- PASSAGE TO READ -

_ _ _ _

Yesterday at the colloquium, Richard Prisinzano of the Treasury Department and Danny Yagan of the Berkeley Economics Department presented their joint work (along with six co-authors from Treasury and the University of Chicago), which will soon be appearing in the next annual volume of the NBER's Tax Policy and the Economy, entitled "Business in the United States: Who Owns It and How Much Tax Do They Pay?"
This is an important contribution, or rather the first of what are likely to be a series of important contributions, that attempt to increase our knowledge by making use of U.S. federal tax return information about businesses in the U.S. that are taxed as pass-throughs (i.e., partnerships or S corporations). In particular, it seeks to link information from partnership-level Form 1065 returns to that from partner-level Schedule K-1 returns, thereby presenting a comprehensive picture of who reports partnership income and how much U.S. federal income tax is paid on such income. In a more rational world, this would have been done years ago, and doing it would be easier than it actually is. I'll focus here just on partnerships, although there is also some information in the paper in re. S corporations.

_ _ _ _

- SUPPLIED ENTRIES -

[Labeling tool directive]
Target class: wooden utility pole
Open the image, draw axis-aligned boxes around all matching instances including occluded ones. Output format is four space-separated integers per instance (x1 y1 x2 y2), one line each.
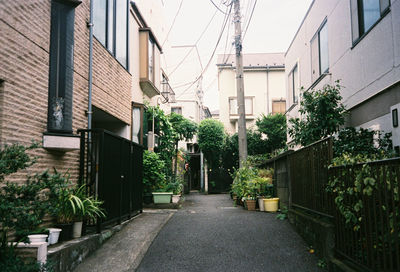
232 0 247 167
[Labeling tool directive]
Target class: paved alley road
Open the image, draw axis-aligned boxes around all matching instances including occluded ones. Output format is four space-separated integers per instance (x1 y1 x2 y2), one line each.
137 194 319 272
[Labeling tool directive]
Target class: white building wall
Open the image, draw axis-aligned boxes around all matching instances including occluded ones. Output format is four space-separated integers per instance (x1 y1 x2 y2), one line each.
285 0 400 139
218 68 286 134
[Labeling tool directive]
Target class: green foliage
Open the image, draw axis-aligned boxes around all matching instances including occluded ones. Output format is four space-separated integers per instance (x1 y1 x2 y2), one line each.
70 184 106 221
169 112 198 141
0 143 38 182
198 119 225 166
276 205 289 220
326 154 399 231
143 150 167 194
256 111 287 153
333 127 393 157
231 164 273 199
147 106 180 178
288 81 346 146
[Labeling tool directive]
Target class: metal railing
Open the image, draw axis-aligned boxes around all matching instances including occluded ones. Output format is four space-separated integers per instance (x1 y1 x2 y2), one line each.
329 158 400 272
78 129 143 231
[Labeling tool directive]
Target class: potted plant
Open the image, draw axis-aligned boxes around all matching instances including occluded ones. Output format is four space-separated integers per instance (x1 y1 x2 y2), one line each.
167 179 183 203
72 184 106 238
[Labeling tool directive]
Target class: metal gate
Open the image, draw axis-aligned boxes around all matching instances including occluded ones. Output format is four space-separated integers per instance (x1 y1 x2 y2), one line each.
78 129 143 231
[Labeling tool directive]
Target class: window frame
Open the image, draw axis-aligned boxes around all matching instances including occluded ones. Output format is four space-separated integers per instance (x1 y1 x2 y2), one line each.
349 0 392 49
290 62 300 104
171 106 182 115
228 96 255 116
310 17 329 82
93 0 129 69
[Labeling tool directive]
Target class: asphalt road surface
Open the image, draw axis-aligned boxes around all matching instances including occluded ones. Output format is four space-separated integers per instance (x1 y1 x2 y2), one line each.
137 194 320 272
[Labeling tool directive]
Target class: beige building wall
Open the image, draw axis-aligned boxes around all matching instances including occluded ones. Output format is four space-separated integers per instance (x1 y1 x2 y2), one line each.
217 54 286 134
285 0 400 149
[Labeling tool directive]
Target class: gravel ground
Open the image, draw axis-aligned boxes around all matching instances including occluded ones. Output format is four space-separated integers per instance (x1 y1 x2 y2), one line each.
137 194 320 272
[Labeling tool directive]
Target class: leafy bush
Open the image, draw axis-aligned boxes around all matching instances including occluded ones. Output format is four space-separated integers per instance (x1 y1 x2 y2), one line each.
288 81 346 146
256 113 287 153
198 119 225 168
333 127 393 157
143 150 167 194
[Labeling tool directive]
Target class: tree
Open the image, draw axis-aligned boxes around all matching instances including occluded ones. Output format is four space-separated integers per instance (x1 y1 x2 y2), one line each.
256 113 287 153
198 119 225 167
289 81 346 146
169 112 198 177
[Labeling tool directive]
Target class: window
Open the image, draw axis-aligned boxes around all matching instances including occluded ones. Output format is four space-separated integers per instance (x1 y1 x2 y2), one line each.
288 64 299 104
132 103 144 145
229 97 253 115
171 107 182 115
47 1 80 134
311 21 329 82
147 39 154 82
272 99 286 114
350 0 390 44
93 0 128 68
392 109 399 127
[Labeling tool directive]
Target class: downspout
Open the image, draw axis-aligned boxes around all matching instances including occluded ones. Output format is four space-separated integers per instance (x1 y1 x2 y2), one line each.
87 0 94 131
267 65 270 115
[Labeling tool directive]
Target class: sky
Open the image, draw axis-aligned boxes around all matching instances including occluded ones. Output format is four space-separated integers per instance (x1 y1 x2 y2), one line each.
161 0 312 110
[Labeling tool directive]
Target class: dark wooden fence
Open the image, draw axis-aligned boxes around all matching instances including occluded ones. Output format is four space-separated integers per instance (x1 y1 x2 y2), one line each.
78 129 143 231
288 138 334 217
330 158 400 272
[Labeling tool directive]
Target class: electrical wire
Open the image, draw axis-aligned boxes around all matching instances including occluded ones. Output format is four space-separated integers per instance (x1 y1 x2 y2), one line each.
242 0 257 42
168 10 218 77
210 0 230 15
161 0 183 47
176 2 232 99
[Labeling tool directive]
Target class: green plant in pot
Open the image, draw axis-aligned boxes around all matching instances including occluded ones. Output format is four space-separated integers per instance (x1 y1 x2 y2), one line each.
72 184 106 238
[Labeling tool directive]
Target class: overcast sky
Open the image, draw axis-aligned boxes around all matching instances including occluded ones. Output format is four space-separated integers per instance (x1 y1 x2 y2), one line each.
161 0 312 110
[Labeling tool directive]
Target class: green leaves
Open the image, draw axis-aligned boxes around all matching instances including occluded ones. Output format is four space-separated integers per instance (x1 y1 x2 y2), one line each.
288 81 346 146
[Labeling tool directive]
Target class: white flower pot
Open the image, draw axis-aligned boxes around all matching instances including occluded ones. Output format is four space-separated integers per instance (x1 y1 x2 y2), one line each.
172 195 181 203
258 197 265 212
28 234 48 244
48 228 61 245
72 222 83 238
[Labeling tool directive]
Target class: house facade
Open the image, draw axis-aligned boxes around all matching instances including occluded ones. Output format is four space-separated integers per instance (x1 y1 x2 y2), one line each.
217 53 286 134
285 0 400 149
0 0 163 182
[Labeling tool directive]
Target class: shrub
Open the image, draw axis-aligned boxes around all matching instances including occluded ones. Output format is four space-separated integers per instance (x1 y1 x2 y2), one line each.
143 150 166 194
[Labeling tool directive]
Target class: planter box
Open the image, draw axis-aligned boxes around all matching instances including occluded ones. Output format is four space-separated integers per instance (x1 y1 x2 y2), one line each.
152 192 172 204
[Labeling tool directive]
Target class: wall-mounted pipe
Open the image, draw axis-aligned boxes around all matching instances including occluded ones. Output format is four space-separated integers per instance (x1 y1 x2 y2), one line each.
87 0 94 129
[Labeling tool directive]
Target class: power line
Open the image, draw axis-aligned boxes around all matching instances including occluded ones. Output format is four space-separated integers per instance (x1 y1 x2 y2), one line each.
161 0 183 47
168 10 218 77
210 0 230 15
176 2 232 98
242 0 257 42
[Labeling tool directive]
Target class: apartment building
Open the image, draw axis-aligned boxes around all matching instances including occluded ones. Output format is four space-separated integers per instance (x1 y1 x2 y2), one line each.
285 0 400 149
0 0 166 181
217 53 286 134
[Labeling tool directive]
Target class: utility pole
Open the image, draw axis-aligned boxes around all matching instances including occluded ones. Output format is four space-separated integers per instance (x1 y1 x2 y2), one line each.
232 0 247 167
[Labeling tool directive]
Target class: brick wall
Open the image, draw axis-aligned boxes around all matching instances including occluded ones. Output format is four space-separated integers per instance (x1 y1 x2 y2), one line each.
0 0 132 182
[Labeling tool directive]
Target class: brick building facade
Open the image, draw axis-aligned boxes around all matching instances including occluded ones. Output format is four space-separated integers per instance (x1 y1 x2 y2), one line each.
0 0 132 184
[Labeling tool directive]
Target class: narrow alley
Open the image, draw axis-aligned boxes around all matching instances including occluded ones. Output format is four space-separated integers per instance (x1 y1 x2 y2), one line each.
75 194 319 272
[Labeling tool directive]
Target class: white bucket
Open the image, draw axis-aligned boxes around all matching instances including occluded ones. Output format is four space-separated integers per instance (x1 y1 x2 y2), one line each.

_ _ _ _

- OBJECTIVE -
Name every institution or organization mentioned in the passage about the pass-through business tax paper above.

- RESPONSE -
- Treasury Department
- Berkeley Economics Department
- University of Chicago
- NBER